*** Data for this task Section Begins ***
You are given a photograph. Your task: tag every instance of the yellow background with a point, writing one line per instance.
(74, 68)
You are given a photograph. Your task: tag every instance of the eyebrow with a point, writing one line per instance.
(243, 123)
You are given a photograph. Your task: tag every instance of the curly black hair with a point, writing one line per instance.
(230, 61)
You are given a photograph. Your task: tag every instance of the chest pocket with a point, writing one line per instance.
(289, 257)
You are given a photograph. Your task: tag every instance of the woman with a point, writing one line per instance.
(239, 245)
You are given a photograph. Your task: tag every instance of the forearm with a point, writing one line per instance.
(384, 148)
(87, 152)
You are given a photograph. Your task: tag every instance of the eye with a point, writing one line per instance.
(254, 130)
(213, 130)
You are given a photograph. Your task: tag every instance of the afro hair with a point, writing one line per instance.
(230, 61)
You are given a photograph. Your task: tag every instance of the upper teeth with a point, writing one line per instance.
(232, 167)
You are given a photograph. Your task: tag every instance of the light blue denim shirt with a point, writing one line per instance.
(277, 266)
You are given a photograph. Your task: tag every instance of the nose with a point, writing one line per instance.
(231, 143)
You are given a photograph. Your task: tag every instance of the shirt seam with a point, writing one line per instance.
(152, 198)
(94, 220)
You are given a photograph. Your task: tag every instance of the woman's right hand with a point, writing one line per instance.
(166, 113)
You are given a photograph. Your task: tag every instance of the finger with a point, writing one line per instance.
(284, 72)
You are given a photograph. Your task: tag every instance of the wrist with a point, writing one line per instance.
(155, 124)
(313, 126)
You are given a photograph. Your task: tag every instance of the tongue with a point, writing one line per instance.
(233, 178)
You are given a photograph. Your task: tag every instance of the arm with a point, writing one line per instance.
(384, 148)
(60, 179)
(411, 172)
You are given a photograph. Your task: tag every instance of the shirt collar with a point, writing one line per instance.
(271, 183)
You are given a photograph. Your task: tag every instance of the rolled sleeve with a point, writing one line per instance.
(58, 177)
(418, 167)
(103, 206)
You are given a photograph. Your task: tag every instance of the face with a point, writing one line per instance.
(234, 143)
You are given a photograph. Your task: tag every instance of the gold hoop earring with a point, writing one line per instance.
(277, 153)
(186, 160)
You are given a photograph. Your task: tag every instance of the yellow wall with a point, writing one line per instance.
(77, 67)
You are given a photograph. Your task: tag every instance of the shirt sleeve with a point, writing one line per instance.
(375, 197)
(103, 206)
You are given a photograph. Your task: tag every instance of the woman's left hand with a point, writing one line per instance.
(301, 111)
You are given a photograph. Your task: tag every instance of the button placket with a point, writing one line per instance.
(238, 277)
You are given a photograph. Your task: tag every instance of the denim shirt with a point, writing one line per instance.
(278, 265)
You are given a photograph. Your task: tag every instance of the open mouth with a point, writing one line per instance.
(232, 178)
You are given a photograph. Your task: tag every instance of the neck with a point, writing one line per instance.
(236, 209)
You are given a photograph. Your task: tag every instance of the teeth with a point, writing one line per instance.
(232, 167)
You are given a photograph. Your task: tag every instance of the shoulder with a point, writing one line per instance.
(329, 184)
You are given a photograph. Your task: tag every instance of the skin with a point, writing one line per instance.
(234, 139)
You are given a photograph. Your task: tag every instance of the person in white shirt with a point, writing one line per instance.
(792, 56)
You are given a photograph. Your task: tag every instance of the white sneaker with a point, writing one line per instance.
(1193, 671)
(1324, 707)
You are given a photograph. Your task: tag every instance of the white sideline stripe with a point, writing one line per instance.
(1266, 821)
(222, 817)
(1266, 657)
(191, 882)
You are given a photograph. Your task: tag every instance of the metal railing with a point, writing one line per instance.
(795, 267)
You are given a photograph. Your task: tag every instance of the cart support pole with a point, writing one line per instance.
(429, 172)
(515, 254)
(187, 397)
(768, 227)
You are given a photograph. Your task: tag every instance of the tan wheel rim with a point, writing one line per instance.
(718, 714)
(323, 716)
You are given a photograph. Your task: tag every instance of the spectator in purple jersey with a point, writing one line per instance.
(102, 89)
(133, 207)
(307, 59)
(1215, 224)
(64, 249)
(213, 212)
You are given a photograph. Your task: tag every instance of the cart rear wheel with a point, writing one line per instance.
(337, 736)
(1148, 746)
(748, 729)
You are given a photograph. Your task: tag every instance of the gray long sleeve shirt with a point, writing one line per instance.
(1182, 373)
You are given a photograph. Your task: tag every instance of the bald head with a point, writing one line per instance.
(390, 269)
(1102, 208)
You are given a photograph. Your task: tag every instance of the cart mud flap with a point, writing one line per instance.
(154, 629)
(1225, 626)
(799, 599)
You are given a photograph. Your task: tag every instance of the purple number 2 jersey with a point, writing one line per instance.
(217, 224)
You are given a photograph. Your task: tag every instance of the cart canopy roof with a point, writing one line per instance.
*** Data for this task Section Ends ***
_About this exercise_
Repeat every record exactly, so that nothing is lost or altered.

_Solution below_
You are given a photograph. Your task: tag every instance of the yellow background with a point, writing one line per instance.
(74, 68)
You are given a photograph. Your task: tag every instance of the eyebrow with a point, writing one line per instance.
(243, 123)
You are given a photograph. Your task: tag every instance of the curly black hair with a point, writing one line per instance.
(230, 61)
You are given a photograph. Your task: tag every instance of the chest pocket with a point, writing one line per instance.
(289, 257)
You are given a photograph. Your task: tag every instance of the woman with a point, writing one line per instance.
(239, 245)
You are given a photograph. Your task: tag every instance of the forearm with a point, writing one line per instance.
(384, 148)
(87, 152)
You are given a photograph. Your task: tag every instance of the eye with a point, writing one line per instance.
(254, 130)
(213, 130)
You are given a photograph. Your task: tag every instance of the afro hair with a point, writing one line per instance.
(230, 61)
You are given a photograph. Your task: tag every instance of the upper teeth with a point, writing one line per instance.
(232, 167)
You are given a photograph. Your task: tag every instance of the light blue denim shirt with a point, writing one line per instance.
(277, 266)
You are given a photograph. Your task: tag every instance of the nose with a point, writing one line per instance.
(231, 143)
You are given a photograph. Your task: tag every instance of the shirt seam with a point, writing one line per instance.
(152, 198)
(94, 220)
You are given a photograph. Your task: tag every instance of the woman's right hand with a point, writing one line per instance.
(166, 113)
You are given a photograph. Your task: tag every instance of the finger with a point, writing one line per instance.
(284, 72)
You are given a photograph. Your task: tag every instance of the wrist with a point, writing one line per instance.
(155, 124)
(313, 126)
You are given a photograph. Your task: tag every instance of the tongue with a point, writing one line per instance.
(233, 178)
You are given a photograph. Your task: tag every instance of the arm with a point, writing one line per instance.
(384, 148)
(60, 179)
(411, 172)
You are given a photograph. Your task: tag every instance of the shirt collar with a point, writing one line per instance.
(271, 183)
You are given a photograph. Your task: tag every instance of the rolled sleeve with a point, writing one line per instance.
(58, 177)
(418, 167)
(103, 206)
You are given a photograph. Your task: tag every instance of the face with a point, writing one line per instance.
(234, 143)
You are given a photograph. Your task: tag every instance of the gold hoop earring with a point, writing one line per instance.
(277, 153)
(186, 160)
You are given a photograph. Your task: tag every instance of the yellow wall with a point, writing one line per instance.
(77, 67)
You are given a photograph. Your task: tag every instance of the shirt sleeve with a point, writing one line per instance.
(375, 197)
(103, 206)
You are given a photograph. Your task: tag every instance of the woman's left hand with a point, writing one line per instance.
(301, 111)
You are given a photograph. Your task: tag every instance of the button placket with a point, writing one line per instance.
(238, 277)
You are given a photograph. Your task: tag every instance of the denim shirt with a point, writing one line per instance.
(278, 265)
You are given a photograph. Your task: tag every instance of the open mouth with a point, writing one line per instance.
(232, 178)
You are given a photograph. Your task: tag every instance of the neck with a point, writing one line per instance.
(236, 209)
You are given a photograph. Your task: tag every instance of the teeth with a point, writing one line per instance.
(232, 167)
You are given a photograph. Your task: tag every instance of the shoulder with a point, writing one line per instance.
(329, 184)
You are given a photograph. Your task: tag every instance of the skin with a point, writing one line per instance.
(234, 139)
You are given a photograph. Your task: tag every instance of the person in white shirt with a point, writing one line per instance.
(792, 56)
You are given a photograph. Your task: tag every instance of the white sneaker with a point, writing one line per instance.
(1193, 671)
(1324, 707)
You are given a photograph. Your task: tag every instance of the white sideline stripe with a point, writing one line per instance.
(1266, 821)
(222, 817)
(1266, 657)
(191, 882)
You are given a photograph. Your task: tag every instance of the metal railing with a point, writing one line per instance.
(795, 267)
You are given a photograph. Your task: tag every instance of the cart support pole with a point, writing one line per instance.
(429, 172)
(515, 254)
(187, 397)
(768, 227)
You are given a photograph. Your task: tag every instance of the tan wheel rim with a point, writing one line per instance.
(718, 714)
(323, 716)
You are given a photograph. Your task: tag every instance of the spectator in purple jersey with a point, writing one line per instance.
(102, 89)
(133, 207)
(307, 59)
(1215, 224)
(64, 249)
(213, 212)
You are given a photograph. Your task: tag every instance of the cart rear wheel with a point, writing one line per instance.
(337, 736)
(1148, 746)
(748, 729)
You are given a photograph. Your task: tag every instance of the gray long sleeve shirt with a point, writing one line per instance.
(1182, 373)
You are given a photograph. Your task: tag every instance of the bald head with a point, writing one line per instance.
(390, 269)
(1102, 208)
You are given a photograph. Your task: tag every instance of the cart mud flap with a point, writing one line per instance.
(154, 629)
(1225, 626)
(799, 599)
You are given a photograph. Your task: tag every instance of the purple number 2 jersey with a point, writing one line per instance.
(217, 224)
You are given a photograph. Your task: tag every instance of the cart canopy roof with a point, writing one line per instance.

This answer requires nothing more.